# START OF Page excerpt
And the folks who wrangle with words cannot agree whether the subject is singular, plural, masculine, neuter, specific or general. Nor can they agree whether the action that occurred was to “call upon the name of the LORD” is an act of personal prayer or corporate worship, or the total opposite because the word translated as “began” means “to pollute, defile, profane … The most frequent use of this Hebrew root is in the sense of ‘to pollute, defile.’” (chalal OT:2490 Vine's Expository Dictionary of Biblical Words) The Brown Driver & Briggs Hebrew Lexicon defines this as “to profane, to defile, to pollute, to desecrate.” (OT:2490 Brown Driver & Briggs Hebrew Lexicon) The Hebrew word translated as “call” can imply “the idea of accosting a person met.” (qara’ OT:7121 Strong's Expanded Greek-Hebrew Dictionary) 

And the beat goes on. Page after page of parsing.

But the main point is this: All Scripture is breathed out by God and profitable for teaching, for reproof, for correction, and for training in righteousness, that the man of God may be complete, equipped for every good work.
# END OF Page excerpt
> **Written instruction**
Extend the passage on the disputed Hebrew wording behind "call upon the name of the LORD," starting right after its last sentence. The records are separate material and are not part of the passage.
# START OF Provided data
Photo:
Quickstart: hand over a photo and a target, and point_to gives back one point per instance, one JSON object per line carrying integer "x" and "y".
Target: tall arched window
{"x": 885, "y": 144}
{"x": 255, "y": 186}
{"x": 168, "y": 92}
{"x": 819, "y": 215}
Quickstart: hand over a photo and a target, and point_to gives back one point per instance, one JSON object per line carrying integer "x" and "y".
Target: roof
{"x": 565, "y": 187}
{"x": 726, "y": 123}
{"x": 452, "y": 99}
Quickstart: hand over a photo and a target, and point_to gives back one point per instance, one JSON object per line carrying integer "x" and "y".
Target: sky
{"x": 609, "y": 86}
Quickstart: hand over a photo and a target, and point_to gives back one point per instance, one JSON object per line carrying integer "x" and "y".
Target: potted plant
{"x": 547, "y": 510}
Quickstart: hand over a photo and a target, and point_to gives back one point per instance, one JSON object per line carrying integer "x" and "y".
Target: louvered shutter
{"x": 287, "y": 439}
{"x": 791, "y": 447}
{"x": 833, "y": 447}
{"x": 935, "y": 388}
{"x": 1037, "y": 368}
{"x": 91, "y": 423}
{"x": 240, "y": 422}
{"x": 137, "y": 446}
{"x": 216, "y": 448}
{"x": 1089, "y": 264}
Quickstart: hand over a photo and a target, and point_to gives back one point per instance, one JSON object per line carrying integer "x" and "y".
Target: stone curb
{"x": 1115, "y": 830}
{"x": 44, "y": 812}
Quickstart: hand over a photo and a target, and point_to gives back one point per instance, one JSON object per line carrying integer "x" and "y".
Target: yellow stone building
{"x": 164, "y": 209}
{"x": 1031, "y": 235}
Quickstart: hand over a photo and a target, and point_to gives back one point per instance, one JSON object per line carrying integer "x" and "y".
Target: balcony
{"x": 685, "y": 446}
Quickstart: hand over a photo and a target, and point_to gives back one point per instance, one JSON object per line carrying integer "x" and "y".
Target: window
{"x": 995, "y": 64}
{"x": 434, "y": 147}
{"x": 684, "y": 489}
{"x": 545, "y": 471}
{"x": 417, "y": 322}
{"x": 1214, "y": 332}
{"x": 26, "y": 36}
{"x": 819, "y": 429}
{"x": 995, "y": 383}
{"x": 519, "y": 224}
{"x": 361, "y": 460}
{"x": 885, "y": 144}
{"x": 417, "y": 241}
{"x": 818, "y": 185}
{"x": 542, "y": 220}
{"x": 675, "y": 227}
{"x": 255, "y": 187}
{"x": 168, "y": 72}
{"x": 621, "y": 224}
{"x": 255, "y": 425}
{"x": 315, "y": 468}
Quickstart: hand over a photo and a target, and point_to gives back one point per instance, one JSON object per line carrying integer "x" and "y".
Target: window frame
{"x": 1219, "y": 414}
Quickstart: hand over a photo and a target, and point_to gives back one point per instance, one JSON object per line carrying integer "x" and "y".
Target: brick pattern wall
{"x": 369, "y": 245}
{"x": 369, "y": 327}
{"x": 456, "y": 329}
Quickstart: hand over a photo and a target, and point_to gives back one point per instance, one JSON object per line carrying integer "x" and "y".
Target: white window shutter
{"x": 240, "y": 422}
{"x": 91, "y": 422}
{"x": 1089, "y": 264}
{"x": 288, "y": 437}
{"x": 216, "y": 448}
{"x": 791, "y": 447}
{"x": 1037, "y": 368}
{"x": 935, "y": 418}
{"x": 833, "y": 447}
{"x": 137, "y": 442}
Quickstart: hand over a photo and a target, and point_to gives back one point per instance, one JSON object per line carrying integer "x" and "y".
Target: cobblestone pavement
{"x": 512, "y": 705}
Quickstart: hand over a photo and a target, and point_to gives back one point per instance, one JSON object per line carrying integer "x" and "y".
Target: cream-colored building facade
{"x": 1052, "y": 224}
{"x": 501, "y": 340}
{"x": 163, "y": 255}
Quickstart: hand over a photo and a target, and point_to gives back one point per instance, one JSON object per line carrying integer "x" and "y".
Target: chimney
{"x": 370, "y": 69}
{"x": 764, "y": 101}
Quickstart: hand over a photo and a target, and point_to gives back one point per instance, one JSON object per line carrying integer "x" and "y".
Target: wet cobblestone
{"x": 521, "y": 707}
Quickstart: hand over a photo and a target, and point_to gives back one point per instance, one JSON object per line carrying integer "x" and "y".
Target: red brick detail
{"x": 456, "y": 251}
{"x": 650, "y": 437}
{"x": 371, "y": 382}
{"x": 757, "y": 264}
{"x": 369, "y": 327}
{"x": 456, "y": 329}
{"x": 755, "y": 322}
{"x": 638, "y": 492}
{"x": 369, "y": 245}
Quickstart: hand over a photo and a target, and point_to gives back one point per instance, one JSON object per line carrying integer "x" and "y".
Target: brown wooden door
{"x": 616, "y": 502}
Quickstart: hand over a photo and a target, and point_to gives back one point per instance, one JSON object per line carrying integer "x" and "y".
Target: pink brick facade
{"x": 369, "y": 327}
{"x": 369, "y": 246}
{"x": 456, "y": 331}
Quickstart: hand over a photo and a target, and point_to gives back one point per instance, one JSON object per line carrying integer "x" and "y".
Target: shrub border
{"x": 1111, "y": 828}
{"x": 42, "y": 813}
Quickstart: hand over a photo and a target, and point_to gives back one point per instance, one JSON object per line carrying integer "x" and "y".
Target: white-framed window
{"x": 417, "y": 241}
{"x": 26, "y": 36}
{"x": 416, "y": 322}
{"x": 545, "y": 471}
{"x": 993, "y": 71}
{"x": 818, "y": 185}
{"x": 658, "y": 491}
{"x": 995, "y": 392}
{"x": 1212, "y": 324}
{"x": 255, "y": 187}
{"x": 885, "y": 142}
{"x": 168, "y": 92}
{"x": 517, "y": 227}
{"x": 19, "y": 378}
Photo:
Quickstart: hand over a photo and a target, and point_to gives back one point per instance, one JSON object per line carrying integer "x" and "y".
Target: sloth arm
# END OF Provided data
> **Exercise output**
The point is that The Word is breathed out by the Spirit God and is profitable so that the man (or plural or neuter or passively acted upon) of God may be complete, equipped for every good work. It is infallible in that Scripture does not fail in its purpose, because He does not fail in His purpose.

It has been very helpful these past few days to reflect on how Jesus felt about Scriptures. He obviously memorized it. Took it all very seriously. Applied it to his life and understanding. And sometimes interpreted it differently than the Bible scholars of his day.

And every morning as I enter into this quiet spot, I ask the Holy Spirit to join me, and move within my heart and soul and mind that I might become conform to the nature of Jesus. Jesus has promised that the Spirit of truth will guide me into all truth; for He will not speak on His own authority, but whatever He hears He will speak; and “He will glorify Me, for He will take of what is Mine and declare it to you.”

And the fruits are all about the Holy Spirit at work in me, His temple, producing righteousness and peace and joy.  And I think, really, this is what the fear and trembling is about–not questioning God’s salvation or love with trembling doubt, but always questioning my pride and self–and aware of the Holy One who lives within, who is at work in me to will and to work His good pleasure. And from there the Scripture rolls right into Do all things without grumbling or disputing.

No to grumbling and disputing. Yes to will and work His good pleasure.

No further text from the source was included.